* How to complete this task *
All lines from the one holding "Need: a pin" to the end of the listing are to be output exactly, both ends included, with any pictures left out.

* Listed records *

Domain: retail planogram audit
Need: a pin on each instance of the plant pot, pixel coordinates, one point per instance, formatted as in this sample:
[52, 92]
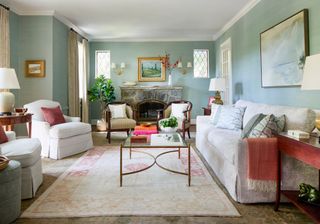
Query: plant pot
[168, 129]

* Written answer *
Need: a pin on each instance of the plant pot, pixel coordinates, one point per instance, formatted as in this sample:
[52, 92]
Query: plant pot
[168, 129]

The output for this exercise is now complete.